● **Work task**
Looking at the data below, report how many lines contain "mountain", with no other words.

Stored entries
╔══

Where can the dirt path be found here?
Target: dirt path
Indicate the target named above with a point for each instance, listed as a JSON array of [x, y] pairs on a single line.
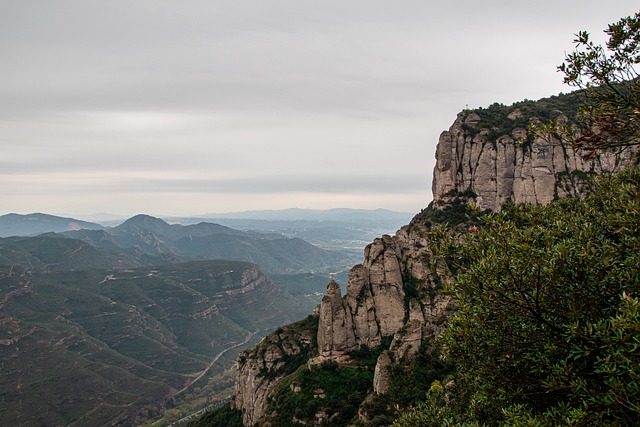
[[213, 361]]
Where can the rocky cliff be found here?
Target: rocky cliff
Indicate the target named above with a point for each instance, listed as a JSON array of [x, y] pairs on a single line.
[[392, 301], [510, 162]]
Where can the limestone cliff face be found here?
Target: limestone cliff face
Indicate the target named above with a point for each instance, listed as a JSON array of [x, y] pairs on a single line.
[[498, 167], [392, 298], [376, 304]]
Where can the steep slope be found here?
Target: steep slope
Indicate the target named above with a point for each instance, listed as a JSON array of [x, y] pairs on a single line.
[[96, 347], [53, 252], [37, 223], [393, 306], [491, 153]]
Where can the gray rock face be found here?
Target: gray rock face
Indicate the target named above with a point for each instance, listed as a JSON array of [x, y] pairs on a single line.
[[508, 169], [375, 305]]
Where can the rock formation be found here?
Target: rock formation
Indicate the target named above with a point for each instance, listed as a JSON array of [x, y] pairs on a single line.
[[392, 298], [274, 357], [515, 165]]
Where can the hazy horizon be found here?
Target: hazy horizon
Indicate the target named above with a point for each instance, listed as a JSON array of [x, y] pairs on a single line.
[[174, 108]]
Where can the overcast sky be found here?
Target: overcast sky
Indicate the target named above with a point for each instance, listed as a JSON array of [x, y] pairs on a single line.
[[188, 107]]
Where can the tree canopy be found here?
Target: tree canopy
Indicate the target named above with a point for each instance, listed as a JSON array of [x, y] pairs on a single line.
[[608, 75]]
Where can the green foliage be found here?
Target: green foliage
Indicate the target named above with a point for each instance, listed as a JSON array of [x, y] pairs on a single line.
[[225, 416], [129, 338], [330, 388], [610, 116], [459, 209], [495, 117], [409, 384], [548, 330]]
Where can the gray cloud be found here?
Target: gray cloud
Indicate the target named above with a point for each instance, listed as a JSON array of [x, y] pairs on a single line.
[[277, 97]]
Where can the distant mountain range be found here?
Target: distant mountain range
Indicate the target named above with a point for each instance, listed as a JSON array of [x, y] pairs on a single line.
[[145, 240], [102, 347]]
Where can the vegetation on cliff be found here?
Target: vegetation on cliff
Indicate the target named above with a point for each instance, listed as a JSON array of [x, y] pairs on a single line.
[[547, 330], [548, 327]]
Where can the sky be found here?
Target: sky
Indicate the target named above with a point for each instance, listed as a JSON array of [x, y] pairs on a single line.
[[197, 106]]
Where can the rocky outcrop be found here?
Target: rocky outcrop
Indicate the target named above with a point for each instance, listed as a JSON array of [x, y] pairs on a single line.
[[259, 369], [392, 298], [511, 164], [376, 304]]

╚══
╔══

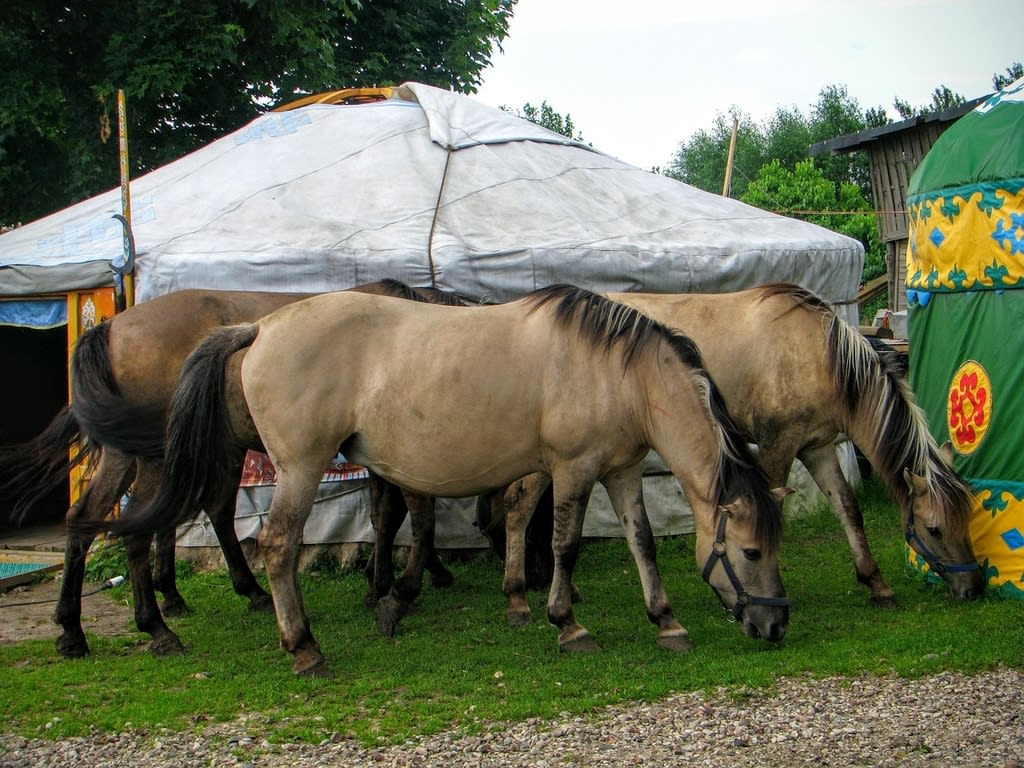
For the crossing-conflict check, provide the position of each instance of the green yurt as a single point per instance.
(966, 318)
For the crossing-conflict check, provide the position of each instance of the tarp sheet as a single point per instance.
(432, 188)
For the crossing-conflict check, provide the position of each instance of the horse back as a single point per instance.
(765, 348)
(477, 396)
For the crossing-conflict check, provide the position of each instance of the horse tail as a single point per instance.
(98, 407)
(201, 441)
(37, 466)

╚══

● **Answer space**
2